++++ DATA FOR THIS TASK

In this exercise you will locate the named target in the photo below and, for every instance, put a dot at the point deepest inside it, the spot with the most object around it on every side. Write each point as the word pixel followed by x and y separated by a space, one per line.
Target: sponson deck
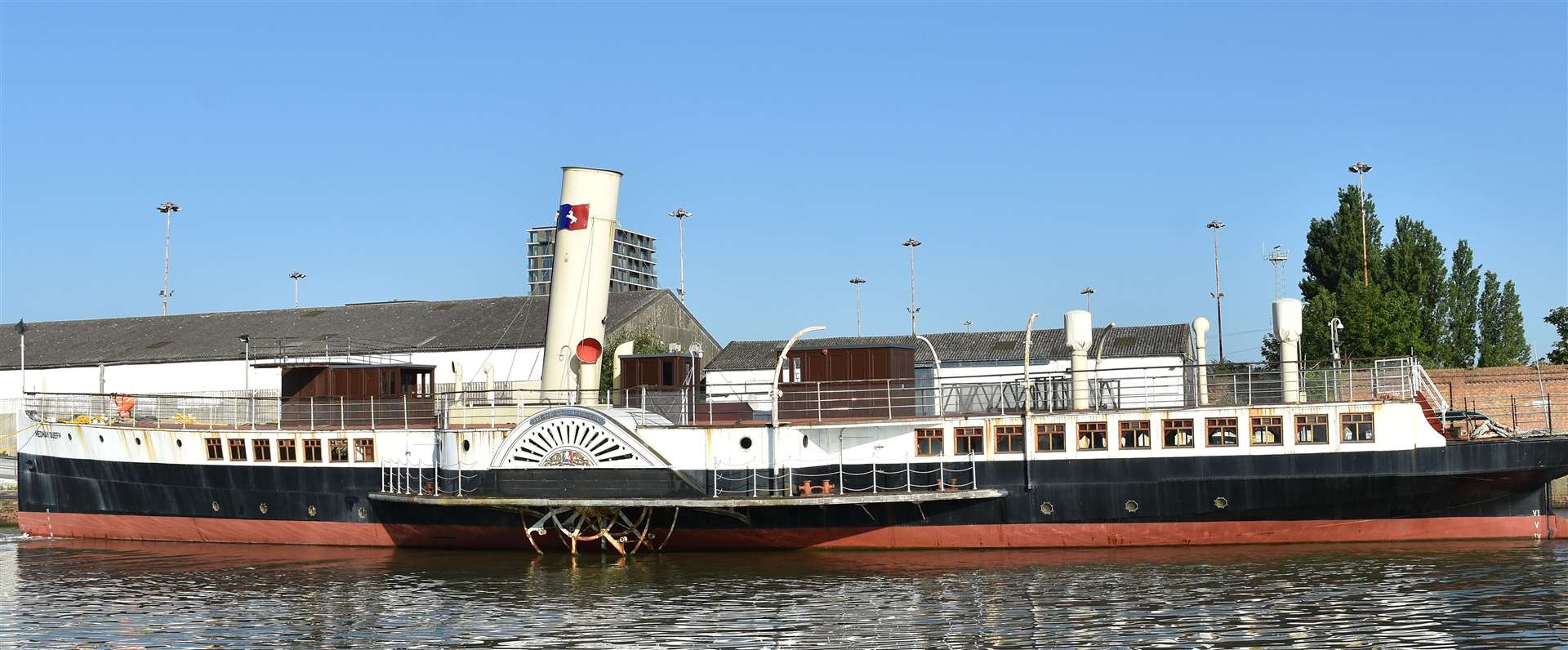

++++++++
++++ DATA FOR THIS TASK

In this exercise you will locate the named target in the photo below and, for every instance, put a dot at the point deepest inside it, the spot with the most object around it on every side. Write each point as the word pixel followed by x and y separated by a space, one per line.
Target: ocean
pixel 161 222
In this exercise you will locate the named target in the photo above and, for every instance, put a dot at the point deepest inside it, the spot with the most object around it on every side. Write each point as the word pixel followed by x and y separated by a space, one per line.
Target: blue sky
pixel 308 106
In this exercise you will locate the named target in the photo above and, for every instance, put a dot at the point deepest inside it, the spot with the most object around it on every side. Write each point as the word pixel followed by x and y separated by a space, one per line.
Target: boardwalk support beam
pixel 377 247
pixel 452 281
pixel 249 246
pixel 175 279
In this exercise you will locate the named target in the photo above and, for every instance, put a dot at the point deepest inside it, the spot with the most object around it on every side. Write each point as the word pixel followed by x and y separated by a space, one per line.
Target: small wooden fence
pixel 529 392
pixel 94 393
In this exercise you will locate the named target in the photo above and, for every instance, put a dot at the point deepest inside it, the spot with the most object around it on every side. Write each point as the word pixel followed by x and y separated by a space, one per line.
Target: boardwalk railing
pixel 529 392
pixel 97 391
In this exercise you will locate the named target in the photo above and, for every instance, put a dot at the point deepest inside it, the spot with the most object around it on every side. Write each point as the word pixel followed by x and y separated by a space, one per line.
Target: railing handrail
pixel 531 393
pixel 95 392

++++++++

### [TASK DETAILS]
Return each line of the items above that contains the word "boardwalk", copying the whole line. Matches must have the same case.

### [FULL SOLUTION]
Target: boardwalk support beam
Target: boardwalk railing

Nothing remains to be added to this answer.